» PROVIDED TEXT:
────────────────────

And the most telling harbinger of all is that most Americans now favor stricter regulation of the economy. That swing is not merely a knee-jerk reaction to the current crisis. A November 2005 Harris Poll showed that most Americans wanted to see more regulation of oil and pharmaceutical companies, and nearly half wanted to see more oversight of health insurance firms.

If liberals are right, the epitaph might be: “It turns out that government is at least part of the solution.”

But a more clear-eyed analysis of the current mood suggests that the pendulum had merely swung too far in one direction. Instead of seeing government as the great equalizer or the inhibitor of the worst of capitalism, government has been seen in recent decades as an annoying kink in the hose, an expensive tollbooth on the highway. That pendulum, of course, had swung too far the other way a few decades earlier.

Liberalism began ascending in the U.S. in the early years of the Depression. President Franklin Roosevelt’s New Deal programs were aimed at redistributing the wealth, or at least putting a financial foundation under all Americans. Given the times, the programs were mostly embraced.

The New Deal approach continued through the 1960s. In 1965, Congress passed President Johnson’s “War On Poverty” programs, including the creation of Medicare, Medicaid, Head Start and many other social welfare initiatives. But when the energy crises, high interest rates and foreign policy impotence doomed the Carter administration, the time was ripe for Ronald Reagan to suggest that government and its proclivity for regulating, spending and spawning bureaucracy was, indeed, the problem.

────────────────────

» DATASET RECORDS:
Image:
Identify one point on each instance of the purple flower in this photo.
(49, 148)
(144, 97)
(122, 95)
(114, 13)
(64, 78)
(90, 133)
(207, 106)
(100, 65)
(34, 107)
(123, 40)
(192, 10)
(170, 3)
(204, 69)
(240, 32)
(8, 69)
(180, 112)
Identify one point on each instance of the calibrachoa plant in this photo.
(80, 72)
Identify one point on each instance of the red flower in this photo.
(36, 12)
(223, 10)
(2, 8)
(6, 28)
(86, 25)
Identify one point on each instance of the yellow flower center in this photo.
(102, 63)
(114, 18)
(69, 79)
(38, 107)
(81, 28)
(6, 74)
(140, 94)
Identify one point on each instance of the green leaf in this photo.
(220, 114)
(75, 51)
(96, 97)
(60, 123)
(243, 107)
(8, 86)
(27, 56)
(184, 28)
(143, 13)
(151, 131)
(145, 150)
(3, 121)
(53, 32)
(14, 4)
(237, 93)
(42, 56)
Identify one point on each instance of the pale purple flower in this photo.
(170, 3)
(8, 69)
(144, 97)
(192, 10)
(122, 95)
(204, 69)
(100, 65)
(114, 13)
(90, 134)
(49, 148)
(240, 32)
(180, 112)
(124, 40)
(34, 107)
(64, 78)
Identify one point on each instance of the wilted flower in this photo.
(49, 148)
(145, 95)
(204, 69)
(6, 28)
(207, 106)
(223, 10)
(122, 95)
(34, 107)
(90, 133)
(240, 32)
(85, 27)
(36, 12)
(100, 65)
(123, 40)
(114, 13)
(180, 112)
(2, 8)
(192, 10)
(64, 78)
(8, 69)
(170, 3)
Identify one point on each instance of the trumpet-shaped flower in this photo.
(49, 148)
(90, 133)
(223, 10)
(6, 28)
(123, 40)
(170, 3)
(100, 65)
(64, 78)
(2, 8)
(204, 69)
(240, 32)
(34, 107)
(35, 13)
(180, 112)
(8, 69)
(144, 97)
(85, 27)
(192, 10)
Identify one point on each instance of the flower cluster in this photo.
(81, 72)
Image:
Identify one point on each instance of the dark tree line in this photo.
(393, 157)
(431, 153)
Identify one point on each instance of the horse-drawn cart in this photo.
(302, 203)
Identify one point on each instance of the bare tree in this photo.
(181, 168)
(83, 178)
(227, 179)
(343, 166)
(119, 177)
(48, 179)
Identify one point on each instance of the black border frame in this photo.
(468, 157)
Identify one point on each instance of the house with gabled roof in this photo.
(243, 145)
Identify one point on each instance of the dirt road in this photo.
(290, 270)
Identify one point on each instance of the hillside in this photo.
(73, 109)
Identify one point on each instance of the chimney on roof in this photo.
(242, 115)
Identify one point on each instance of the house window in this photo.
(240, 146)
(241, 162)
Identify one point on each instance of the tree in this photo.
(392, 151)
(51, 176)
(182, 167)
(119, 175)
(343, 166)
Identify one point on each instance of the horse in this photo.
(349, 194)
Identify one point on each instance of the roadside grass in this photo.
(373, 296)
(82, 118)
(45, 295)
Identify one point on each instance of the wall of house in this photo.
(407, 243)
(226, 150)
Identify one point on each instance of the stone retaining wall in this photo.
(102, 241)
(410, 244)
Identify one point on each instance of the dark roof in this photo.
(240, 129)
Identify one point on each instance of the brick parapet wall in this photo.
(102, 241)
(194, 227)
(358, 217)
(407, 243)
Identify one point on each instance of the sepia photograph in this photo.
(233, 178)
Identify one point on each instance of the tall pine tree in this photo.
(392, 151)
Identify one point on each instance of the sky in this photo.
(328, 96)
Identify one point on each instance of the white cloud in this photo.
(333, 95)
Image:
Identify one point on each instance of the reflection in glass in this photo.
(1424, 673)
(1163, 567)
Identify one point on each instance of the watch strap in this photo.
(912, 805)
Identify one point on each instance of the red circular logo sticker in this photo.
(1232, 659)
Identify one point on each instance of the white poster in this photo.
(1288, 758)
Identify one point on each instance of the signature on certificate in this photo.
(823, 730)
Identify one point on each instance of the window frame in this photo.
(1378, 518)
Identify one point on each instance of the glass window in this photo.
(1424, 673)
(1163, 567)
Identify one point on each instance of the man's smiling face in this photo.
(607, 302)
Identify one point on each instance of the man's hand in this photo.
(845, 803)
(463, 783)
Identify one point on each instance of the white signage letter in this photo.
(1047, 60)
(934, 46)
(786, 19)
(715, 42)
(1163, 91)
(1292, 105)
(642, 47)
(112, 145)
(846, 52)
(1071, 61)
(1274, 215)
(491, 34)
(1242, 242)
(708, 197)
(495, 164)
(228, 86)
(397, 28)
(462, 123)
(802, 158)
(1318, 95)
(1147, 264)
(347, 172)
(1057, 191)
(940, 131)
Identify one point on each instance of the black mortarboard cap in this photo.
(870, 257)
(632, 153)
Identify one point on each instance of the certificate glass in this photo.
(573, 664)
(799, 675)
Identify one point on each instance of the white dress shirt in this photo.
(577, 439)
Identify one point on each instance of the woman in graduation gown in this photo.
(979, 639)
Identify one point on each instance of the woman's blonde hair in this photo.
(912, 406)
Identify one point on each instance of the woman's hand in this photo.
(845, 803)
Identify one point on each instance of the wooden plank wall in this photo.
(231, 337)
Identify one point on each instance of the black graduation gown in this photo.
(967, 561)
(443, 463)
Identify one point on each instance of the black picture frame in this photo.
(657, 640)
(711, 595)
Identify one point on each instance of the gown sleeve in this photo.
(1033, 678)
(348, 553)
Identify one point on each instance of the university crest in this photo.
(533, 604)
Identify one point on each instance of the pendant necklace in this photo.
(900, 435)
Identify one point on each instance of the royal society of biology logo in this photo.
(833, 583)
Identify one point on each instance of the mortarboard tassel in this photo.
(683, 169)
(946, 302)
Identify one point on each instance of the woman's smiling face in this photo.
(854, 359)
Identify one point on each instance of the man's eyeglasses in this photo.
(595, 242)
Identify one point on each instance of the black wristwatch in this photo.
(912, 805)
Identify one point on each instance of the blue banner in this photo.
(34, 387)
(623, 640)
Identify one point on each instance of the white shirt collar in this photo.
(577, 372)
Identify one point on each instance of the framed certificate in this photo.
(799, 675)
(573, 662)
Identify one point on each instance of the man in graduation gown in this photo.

────────────────────

» INSTRUCTIONS:
a. For the text on government and regulation, decide whether each statement agrees with it. Answer yes or no for each, and quote the words from the text that settle it.
(i) A November 2005 Harris Poll found that most Americans wanted more regulation of oil and pharmaceutical companies.
(ii) The New Deal programs were mostly rejected in their time.
(iii) Medicare was created as part of the "War On Poverty" programs passed in 1965.
b. Pick up the text on government and regulation after its last sentence and keep writing.

» ANSWERS FOR THE EXERCISE:
a.
(i) Yes: "A November 2005 Harris Poll showed that most Americans wanted to see more regulation of oil and pharmaceutical companies"
(ii) No: "Given the times, the programs were mostly embraced."
(iii) Yes: "In 1965, Congress passed President Johnson’s “War On Poverty” programs, including the creation of Medicare"

b.
So if the nation is on the cusp of a resurgence of liberalism as a dominant political philosophy, what lessons can its proponents learn?

First, they must keep their eye on the bottom line. The same people who embrace more regulation don’t want to pay too much for it. Fiscal conservatism is liberalism’s new stepbrother, and he wants a seat at the family meeting.

Second, liberals must remember President Clinton’s missteps on health care reform. The Clintons recklessly ignored Republican objections to their bold plan and paid a dear price in losing control of Congress to the GOP in 1994. If Democrats control Congress next year, as is likely, and the White House, as is possible, they must avoid the tyranny of the majority. They must work with Republicans and down-scale their plans.

And last, any new liberal reign must recognize that the public is fickle and conflicted. It wants both low taxes and quality services. It likes regulation in theory, but not in practice.

If they don’t heed such warnings, liberals soon will see the next Ronald Reagan in their rear-view mirrors.